Bilan à mi-chemin

 

1

La La Land

Peu importe tout le brouhaha autour du film, des oeuvres comme celle-ci il n'y en a pas tous les ans. On peut la disséquer à l'infini, pour y trouver au final tous les défauts du monde, sans doute. Ou on peut se laisser emporter et peut-être croire qu'elle nous parle et nous chante à nous, rien qu'à nous. Quelle musique ! Quelle mise en scène ! Quelle énergie ! Quel mélodrame ! Quel immense film de cinéma, pont idéal entre âge d'or et désenchantement. Pour rêver sans perdre de vue le réel, pour être heureux et triste à la fois. Immense film.

 

2

Song to Song

Autre film avec Ryan Gosling, autre film musical, autre chef-d'oeuvre, quelle coincidence ! Un Terrence Malick sublime (pléonasme), son plus beau film depuis The Tree of Life, le plus accessible en tout cas. Oscillant entre scènes magiques (oh Lykke Li !) et scènes bouleversantes (des âmes perdues jusqu'au bout de l'horizon), Song to Song est peut-être la conclusion d'une série d'oeuvres autobiographiques qui touchent à l'universel. Et Malick filme les femmes comme personne, rappelons-le.

 

3

Certaines Femmes

Pour ce qui est de filmer les êtres humains (et ici en particulier les femmes) et d'exprimer leur vie intérieure sans jamais surligner, Kelly Richardt n'a pas son pareil. C'est presque un film muet, d'ailleurs ça pourrait être un film muet. Juste avec le bruit de la ville et le murmure de la nature. C'est surtout une leçon de cinéma, d'usage du temps et de l'image. Et, comme toujours, une respiration différente au sein du 7e art, une vision du monde qui fait du bien, même quand elle décrit des âmes en peine.

 

4

Moonlight

Sur le papier c'est le pire film misérabiliste qui soit. Noir, pauvre, homosexuel, mère droguée, père absent dans une banlieue abandonnée de l'Amérique actuelle. On dirait une blague. Que Moonlight soit un film aussi délicat, subtil et intelligent est un tour de force, un cas d'école.

 

5

Okja

Le merveilleux Bong Joon-Ho signe une sorte de Miyazaki particulièrement énervé. En soi, donc, un pamphlet panthéiste, un cri du coeur écologiste en forme d'hommage aux meilleurs Spielberg (et assimilés). Ainsi qu'une suite cauchemardesque à Babe (enfin presque plus cruelle que Babe 2). Parsemé d'éclairs de violence et d'humour grotesque, Okja porte la patte inimitable de son réalisateur.

——————

Consigne 1:
Repérez dans les données chaque ligne où figure le mot « positive », puis recopiez-la telle quelle.
Le bilan et les données n'ont aucun lien entre eux.

Données extraites d'une collection
——————

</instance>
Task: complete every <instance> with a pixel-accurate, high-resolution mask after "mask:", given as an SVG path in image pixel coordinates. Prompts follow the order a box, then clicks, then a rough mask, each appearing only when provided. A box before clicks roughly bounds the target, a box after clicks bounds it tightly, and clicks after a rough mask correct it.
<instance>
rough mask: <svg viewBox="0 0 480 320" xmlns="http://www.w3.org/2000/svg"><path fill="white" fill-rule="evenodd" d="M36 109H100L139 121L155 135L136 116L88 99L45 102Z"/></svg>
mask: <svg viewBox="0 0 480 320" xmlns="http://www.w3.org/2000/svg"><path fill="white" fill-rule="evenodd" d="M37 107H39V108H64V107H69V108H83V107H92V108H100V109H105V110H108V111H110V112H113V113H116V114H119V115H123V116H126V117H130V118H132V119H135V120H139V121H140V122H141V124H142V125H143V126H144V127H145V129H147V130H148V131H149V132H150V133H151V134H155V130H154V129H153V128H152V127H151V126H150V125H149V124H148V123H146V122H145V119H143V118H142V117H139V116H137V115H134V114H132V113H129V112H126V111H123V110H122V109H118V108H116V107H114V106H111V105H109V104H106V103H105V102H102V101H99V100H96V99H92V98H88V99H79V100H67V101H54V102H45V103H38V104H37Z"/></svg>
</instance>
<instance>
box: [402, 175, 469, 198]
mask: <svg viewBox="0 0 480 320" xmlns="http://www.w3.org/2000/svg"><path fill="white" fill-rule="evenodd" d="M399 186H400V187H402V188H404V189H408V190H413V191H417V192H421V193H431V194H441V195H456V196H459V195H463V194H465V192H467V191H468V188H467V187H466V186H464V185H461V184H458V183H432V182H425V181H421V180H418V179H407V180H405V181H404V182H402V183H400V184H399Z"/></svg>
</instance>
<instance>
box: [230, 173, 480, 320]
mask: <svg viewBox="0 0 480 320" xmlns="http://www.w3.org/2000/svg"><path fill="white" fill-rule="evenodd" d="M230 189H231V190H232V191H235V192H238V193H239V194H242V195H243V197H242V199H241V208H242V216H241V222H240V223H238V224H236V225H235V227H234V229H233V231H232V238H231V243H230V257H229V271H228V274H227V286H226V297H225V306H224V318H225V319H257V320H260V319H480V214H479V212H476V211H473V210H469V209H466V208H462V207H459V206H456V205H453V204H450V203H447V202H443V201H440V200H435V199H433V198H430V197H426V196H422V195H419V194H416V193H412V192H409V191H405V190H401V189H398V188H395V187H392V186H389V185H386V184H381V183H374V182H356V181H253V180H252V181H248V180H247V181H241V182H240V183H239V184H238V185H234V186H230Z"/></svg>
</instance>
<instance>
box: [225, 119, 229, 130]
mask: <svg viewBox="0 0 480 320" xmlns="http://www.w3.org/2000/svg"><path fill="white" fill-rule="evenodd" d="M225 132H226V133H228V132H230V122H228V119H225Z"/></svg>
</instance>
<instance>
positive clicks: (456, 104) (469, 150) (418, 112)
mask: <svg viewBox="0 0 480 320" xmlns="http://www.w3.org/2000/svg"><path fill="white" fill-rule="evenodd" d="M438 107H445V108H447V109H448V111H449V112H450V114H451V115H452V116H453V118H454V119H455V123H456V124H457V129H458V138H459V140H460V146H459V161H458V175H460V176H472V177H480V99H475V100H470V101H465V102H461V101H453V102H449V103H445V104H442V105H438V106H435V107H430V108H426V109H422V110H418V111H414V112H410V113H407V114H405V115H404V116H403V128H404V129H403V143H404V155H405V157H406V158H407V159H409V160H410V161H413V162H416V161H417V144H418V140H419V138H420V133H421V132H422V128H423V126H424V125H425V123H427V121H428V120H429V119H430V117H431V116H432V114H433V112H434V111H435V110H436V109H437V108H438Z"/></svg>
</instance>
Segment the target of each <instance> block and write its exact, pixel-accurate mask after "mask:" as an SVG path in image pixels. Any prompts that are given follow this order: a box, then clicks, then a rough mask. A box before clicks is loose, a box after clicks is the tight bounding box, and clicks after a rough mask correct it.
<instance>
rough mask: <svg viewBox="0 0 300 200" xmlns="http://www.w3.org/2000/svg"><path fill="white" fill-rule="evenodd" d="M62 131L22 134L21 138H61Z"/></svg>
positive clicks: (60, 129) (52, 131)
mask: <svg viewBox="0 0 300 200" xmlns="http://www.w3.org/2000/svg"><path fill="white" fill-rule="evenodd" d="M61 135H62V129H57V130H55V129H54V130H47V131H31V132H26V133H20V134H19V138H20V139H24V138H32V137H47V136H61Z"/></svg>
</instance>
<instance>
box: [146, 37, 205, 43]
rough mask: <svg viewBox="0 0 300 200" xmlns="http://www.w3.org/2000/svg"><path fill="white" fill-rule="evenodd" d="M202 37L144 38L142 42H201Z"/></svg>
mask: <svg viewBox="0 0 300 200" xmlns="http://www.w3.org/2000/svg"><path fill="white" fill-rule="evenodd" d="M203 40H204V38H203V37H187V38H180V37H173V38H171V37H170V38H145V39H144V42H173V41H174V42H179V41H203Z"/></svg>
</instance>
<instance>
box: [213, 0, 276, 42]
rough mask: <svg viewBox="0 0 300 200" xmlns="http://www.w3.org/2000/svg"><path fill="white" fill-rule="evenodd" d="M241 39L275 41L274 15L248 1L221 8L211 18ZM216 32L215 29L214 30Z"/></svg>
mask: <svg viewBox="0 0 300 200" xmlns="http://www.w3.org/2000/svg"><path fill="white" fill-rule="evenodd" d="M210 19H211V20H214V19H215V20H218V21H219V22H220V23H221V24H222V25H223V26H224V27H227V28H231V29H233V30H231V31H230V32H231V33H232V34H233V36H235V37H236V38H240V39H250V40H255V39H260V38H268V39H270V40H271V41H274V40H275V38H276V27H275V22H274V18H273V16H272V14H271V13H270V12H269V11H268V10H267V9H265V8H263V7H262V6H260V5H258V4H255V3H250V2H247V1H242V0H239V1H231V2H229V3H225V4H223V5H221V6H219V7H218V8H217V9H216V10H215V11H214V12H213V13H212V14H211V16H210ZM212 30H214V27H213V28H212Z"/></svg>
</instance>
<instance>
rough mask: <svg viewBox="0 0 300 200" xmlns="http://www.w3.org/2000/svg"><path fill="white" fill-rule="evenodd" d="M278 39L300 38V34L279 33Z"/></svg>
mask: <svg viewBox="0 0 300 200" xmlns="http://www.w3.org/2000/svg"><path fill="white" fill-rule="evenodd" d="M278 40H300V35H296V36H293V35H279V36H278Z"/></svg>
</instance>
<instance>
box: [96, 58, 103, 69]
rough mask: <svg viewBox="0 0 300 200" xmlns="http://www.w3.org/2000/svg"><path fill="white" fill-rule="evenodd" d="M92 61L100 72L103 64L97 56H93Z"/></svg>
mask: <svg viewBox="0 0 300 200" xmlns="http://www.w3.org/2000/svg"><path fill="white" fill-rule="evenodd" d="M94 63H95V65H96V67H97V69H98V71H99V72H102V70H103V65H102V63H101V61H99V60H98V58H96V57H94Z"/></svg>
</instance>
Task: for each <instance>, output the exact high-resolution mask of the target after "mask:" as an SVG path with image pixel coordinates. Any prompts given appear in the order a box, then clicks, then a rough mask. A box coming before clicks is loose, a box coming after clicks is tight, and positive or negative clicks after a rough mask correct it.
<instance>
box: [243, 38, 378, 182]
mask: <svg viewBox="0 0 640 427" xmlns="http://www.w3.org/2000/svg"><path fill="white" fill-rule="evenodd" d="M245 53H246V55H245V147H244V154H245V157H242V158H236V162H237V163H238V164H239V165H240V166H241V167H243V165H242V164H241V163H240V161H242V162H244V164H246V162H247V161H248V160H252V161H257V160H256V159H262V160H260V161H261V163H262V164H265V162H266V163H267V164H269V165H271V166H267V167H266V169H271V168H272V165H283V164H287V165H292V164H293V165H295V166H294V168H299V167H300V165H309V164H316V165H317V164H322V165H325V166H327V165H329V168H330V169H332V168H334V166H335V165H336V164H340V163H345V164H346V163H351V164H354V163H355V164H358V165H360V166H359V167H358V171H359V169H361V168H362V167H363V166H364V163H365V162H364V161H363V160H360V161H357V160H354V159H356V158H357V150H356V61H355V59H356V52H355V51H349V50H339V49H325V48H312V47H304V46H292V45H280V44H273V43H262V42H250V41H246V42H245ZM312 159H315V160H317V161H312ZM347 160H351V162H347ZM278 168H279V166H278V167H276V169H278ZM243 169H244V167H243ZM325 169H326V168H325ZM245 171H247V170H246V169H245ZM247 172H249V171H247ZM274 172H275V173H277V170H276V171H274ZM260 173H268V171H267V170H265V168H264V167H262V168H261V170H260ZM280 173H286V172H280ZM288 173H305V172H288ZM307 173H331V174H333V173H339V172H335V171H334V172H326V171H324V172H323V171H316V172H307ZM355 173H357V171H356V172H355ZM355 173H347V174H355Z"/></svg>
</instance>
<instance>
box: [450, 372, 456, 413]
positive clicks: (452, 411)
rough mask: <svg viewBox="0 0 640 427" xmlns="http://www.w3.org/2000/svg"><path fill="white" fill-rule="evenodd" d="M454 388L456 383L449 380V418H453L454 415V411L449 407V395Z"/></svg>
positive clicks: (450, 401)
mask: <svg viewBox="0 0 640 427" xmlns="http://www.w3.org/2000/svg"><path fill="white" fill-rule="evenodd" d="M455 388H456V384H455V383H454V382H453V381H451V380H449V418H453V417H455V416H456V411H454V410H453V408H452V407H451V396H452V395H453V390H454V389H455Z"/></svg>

——————

Consigne 2:
Pour chaque affirmation, indiquez par oui ou non si elle concorde avec le bilan, en citant mot pour mot les termes qui tranchent.
(a) Song to Song est présenté comme le plus beau film de Terrence Malick depuis The Tree of Life.
(b) Okja est attribué à Steven Spielberg.
(c) Certaines Femmes pourrait, selon le bilan, être un film muet.

Résultat 1:
positive clicks: (456, 104) (469, 150) (418, 112)
positive clicks: (60, 129) (52, 131)
Task: for each <instance>, output the exact high-resolution mask of the target after "mask:" as an SVG path with image pixel coordinates. Any prompts given appear in the order a box, then clicks, then a rough mask. A box coming before clicks is loose, a box coming after clicks is tight, and positive or negative clicks after a rough mask correct it.
positive clicks: (452, 411)
positive clicks: (450, 401)

Résultat 2:
(a) Oui : « son plus beau film depuis The Tree of Life »
(b) Non : « Le merveilleux Bong Joon-Ho signe une sorte de Miyazaki particulièrement énervé »
(c) Oui : « d'ailleurs ça pourrait être un film muet »